>> Start EXERCISE INPUTS
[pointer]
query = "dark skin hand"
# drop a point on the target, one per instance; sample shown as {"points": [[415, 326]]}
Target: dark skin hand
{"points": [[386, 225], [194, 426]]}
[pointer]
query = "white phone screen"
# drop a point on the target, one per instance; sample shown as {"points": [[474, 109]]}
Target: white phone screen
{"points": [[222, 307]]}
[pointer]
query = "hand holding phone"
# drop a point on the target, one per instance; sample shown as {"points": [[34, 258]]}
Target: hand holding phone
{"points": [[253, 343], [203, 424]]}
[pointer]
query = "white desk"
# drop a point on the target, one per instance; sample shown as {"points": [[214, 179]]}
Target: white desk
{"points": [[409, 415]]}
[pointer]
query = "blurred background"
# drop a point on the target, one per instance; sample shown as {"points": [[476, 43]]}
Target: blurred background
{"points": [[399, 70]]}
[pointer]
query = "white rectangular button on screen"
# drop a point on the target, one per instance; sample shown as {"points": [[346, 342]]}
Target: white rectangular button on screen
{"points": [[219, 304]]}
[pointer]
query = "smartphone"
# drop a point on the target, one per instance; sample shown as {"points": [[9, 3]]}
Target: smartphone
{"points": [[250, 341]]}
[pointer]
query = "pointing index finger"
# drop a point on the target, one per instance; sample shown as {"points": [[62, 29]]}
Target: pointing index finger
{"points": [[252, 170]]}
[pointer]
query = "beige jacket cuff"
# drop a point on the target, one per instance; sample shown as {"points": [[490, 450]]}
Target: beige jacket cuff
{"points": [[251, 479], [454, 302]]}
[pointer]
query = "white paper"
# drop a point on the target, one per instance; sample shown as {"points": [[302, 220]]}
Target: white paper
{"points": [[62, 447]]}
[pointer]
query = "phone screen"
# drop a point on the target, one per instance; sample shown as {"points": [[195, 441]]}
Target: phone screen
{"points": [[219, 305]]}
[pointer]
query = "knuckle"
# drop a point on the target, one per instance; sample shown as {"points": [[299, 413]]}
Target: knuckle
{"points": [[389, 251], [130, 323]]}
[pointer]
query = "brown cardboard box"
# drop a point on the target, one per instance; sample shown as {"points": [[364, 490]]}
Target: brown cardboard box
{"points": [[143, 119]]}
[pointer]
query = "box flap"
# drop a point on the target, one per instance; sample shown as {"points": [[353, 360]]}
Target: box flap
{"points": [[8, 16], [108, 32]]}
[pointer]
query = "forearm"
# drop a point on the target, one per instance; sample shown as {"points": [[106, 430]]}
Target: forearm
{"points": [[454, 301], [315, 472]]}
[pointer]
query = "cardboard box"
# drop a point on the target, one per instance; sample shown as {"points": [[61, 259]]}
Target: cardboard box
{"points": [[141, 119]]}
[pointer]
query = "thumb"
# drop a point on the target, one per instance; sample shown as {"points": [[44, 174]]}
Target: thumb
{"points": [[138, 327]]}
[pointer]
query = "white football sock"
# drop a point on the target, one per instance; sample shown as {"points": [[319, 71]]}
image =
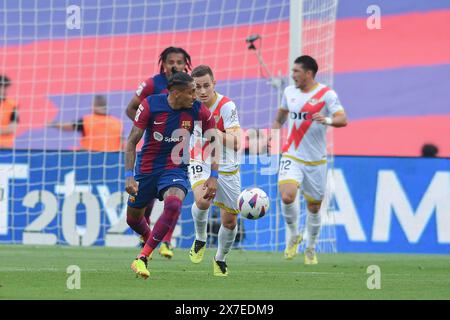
>> End EXERCISE INPUTS
Identify every line in the listing above that contains the string "jacket", treating uppercase and lowercase as distinct.

query = "beige jacket cuff"
Target: beige jacket cuff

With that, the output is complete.